ФРАГМЕНТ СТРАНИЦЫ -
··········

Если Бог является своей сущностью и не содержит акциденций, отсюда следует, что относительно всего, что ему хотят приписать, надлежит говорить, что это не что иное, как его сущность. Это относится и к божественному разуму. Акт разумения относится к разуму, как бытие — к сущности. Но мы только что доказали, что божественное бытие является собственной сущностью, следовательно, акт, посредством которого Бог разумеет, есть Его собственный разум. Но, с другой стороны, божественный разум должен быть сущностью Бога, иначе он был бы для Бога акциденцией. Следовательно, акт, посредством которого Бог разумеет, есть не что иное, как Его сущность [112]. Отсюда необходимым образом вытекает, что воля Бога также является не чем иным, как сущностью Бога. Ибо из того, что Бог обладает умом, следует, что Он обладает волей. В самом деле, поскольку благо, постигаемое разумом, является собственным объектом воли, нужно, чтобы воля возжелала постигнутое благо. Ибо все, что постигается, постигается разумом. Отсюда с необходимостью следует, что разум, постигающий благо, должен как таковой быть волей. В то же время мы признали, что Бог есть совершенный ум, постигающий одновременно бытие и основание блага; стало быть, он постигает благо своим разумом и, следовательно, наделен волей [113]. Итак, Бог обладает волей в той же мере, в какой он обладает разумом. Ибо Его разум, как было доказано, есть Его сущность; то же самое относительно Его воли, следовательно, воля Бога есть сама Его сущность [114]. Из всего вышесказанного становится очевидным, что множественность действий, приписываемая Богу, — разуметь, желать, творить и другие действия этого рода — в нем не является действительной множественностью. Каждое из этих действий в Боге есть само Его бытие, unum et idem [50*] [115]. Кажется поэтому, что Декарт не мог бы желать большего и противопоставлять себя схоластике в этом отношении.

··········

ПРИВЕДЁННЫЕ СТРОКИ -
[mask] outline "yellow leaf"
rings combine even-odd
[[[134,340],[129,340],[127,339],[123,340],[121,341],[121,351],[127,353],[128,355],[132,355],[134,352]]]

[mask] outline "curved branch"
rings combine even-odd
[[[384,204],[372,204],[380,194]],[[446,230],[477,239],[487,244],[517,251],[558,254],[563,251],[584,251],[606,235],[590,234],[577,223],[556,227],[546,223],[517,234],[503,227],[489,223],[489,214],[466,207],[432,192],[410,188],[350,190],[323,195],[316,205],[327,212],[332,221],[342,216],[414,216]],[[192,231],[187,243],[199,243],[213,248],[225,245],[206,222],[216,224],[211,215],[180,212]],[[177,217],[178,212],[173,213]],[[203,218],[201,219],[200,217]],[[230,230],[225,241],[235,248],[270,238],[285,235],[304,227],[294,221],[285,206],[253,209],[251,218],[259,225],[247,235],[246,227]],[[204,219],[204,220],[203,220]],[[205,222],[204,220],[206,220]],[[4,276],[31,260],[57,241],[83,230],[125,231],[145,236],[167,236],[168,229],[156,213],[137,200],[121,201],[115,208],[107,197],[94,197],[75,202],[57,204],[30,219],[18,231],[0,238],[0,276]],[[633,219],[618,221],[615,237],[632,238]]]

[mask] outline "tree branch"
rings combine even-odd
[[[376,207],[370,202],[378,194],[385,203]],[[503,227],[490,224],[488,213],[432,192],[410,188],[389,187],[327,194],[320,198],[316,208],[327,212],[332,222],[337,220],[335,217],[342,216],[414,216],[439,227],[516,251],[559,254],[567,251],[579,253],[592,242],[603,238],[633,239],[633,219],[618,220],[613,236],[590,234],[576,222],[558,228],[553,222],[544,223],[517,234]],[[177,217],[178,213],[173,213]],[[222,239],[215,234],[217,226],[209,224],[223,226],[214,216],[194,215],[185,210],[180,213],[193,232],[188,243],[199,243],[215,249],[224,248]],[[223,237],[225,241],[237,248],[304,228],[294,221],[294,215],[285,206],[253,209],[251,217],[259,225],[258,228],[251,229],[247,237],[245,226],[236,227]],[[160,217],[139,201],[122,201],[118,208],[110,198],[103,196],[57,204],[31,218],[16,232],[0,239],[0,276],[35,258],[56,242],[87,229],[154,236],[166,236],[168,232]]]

··········

ЧТО ТРЕБУЕТСЯ -
Перескажите в двух предложениях отрывок о божественной сущности.

ПОЛНОЕ РЕШЕНИЕ -
Поскольку Бог есть своя сущность и не содержит акциденций, всё, что Ему приписывают, в том числе разум и воля, есть не что иное, как Его сущность. Поэтому множественность приписываемых Богу действий (разуметь, желать, творить) не является в Нём действительной множественностью, ведь каждое из них есть само Его бытие, и в этом отношении Декарт, по-видимому, не мог бы желать большего и противопоставлять себя схоластике.